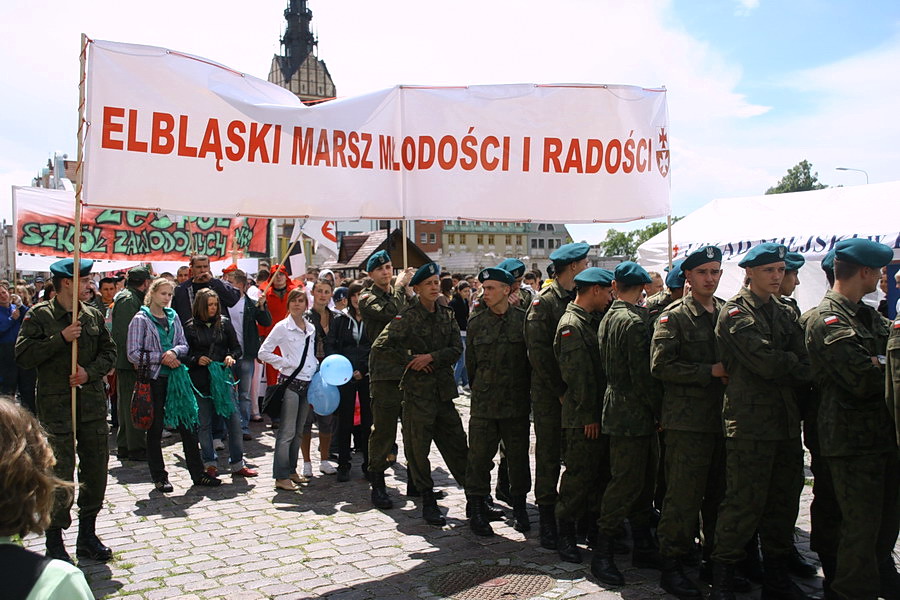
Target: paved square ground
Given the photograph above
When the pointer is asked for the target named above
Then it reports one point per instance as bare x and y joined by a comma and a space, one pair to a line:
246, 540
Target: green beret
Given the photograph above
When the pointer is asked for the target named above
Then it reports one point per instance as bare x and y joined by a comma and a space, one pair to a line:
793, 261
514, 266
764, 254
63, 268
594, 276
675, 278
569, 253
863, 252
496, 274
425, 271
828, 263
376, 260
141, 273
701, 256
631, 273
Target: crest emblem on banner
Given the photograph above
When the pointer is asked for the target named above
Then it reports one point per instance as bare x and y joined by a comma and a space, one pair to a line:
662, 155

━━━━━━

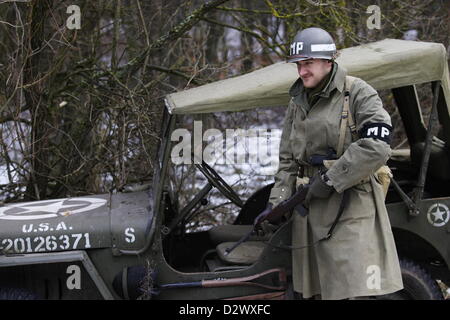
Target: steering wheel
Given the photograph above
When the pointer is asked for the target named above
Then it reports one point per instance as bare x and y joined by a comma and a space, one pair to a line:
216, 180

━━━━━━

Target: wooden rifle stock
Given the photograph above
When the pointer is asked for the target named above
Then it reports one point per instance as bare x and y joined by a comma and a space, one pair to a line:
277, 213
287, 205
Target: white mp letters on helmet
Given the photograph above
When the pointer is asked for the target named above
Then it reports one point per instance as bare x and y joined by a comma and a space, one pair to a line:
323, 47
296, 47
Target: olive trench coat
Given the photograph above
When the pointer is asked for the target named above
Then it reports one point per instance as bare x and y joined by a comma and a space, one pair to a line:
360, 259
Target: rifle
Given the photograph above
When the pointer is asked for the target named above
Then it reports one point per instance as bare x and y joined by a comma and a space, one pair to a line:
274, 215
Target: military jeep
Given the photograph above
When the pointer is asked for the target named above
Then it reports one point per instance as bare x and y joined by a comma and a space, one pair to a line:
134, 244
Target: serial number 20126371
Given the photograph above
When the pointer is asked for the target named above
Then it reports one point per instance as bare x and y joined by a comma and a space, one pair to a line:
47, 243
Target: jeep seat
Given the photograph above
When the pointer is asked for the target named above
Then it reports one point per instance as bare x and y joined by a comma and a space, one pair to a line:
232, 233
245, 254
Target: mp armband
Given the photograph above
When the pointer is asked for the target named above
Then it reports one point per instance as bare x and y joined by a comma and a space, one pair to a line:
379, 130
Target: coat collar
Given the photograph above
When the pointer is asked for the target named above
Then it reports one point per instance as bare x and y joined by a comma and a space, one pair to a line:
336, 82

━━━━━━

→ Stated task: Count the lines in the listing above that contain the word "coat", and reply with only the number.

→ Response: 2